§ Directions
Give the number of lines in the data that contain the word "pile"; no other text is needed.

§ Information
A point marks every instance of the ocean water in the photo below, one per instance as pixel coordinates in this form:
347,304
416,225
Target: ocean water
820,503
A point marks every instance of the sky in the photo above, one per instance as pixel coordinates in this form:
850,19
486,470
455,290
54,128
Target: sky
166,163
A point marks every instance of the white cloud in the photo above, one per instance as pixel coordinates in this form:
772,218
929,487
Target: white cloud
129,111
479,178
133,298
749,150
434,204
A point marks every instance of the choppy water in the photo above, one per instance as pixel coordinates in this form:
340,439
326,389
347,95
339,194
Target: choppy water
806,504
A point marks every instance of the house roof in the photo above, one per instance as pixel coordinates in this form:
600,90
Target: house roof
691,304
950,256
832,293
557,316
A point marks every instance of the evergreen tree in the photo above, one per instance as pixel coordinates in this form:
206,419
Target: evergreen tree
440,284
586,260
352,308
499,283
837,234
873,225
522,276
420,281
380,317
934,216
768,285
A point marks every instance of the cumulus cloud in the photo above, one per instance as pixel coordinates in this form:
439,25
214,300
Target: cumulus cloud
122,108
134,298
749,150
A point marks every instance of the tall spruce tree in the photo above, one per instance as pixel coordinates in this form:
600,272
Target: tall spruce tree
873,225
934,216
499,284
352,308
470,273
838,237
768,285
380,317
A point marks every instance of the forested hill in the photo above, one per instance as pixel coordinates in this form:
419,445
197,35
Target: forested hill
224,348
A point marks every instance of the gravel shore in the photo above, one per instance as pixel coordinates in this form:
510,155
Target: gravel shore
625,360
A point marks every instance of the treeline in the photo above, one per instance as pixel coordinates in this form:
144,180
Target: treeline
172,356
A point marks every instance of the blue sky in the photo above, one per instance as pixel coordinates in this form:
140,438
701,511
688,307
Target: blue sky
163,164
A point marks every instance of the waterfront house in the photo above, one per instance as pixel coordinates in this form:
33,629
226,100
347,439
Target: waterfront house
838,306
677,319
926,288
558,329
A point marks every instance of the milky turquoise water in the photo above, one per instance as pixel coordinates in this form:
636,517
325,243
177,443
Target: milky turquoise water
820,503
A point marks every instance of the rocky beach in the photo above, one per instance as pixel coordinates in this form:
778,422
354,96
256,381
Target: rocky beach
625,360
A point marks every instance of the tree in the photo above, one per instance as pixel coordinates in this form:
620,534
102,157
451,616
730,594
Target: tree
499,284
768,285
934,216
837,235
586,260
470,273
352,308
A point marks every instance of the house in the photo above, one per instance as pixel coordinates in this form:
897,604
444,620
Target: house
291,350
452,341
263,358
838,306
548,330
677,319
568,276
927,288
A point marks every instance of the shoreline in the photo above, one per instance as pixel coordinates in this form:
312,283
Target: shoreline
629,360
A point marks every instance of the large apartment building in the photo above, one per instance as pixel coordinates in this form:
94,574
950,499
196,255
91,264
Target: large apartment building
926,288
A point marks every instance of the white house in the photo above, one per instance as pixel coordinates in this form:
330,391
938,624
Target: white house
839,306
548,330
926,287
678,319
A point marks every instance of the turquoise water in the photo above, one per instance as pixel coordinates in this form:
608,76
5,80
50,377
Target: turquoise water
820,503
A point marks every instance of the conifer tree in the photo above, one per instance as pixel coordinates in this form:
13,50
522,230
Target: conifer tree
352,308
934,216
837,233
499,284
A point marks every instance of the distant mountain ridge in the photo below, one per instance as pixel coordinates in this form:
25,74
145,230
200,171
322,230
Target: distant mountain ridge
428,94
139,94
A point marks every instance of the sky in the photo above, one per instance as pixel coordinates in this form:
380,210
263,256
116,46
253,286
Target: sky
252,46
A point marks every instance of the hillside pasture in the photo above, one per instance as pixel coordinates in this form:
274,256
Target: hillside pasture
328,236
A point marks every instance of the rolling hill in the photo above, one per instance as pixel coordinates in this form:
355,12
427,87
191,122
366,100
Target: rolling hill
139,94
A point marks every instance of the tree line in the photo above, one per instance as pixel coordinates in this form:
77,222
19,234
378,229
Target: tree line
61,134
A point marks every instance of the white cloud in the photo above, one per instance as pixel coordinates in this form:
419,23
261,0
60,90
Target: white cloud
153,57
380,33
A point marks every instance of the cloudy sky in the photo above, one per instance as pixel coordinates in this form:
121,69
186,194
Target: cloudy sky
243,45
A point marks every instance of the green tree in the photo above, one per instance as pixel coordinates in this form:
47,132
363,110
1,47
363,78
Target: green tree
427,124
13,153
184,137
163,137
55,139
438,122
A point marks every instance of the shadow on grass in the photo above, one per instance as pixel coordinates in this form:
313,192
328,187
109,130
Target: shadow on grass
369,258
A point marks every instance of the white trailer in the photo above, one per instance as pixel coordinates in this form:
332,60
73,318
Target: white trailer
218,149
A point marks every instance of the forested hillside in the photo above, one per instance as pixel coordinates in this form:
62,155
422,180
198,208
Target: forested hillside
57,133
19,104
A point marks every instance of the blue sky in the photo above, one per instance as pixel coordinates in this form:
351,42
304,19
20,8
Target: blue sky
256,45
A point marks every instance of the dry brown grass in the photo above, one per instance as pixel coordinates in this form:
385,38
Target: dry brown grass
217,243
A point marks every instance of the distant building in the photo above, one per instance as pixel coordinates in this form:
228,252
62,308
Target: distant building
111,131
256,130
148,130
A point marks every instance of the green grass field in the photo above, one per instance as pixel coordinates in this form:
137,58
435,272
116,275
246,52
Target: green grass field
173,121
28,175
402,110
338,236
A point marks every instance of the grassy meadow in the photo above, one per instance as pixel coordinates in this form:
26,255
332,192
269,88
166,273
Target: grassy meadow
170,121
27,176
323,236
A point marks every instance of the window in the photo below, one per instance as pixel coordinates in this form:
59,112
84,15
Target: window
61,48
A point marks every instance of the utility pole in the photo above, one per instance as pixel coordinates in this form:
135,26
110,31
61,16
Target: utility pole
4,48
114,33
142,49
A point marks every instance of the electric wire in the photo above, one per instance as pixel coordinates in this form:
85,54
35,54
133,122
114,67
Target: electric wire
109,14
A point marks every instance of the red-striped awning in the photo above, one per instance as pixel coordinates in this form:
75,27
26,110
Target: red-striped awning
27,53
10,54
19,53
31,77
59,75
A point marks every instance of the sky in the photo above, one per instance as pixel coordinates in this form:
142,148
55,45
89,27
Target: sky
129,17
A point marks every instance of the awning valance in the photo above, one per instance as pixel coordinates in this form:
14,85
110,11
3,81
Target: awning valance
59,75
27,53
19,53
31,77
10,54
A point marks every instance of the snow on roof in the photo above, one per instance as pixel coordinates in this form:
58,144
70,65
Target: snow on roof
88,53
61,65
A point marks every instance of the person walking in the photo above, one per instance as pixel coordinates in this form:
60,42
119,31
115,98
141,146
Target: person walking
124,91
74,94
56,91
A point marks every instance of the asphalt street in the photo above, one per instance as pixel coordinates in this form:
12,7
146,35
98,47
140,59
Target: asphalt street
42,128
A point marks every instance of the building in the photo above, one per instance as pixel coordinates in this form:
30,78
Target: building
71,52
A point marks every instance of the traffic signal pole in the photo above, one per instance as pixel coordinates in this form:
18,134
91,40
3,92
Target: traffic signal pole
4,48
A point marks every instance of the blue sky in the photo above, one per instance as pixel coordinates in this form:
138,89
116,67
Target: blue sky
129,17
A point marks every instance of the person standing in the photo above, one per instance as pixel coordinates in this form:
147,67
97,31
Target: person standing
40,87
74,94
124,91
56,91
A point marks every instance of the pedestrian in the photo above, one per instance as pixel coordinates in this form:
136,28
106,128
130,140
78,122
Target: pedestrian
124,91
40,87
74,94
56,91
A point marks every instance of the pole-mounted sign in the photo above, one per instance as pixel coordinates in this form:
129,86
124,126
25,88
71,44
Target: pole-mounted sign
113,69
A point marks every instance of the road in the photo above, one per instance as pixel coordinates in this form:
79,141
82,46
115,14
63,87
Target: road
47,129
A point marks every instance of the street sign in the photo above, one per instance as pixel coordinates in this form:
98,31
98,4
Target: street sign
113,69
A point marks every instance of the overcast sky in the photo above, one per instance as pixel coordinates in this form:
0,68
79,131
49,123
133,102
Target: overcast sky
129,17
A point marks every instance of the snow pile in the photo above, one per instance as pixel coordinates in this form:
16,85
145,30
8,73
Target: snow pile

§ Exercise answer
2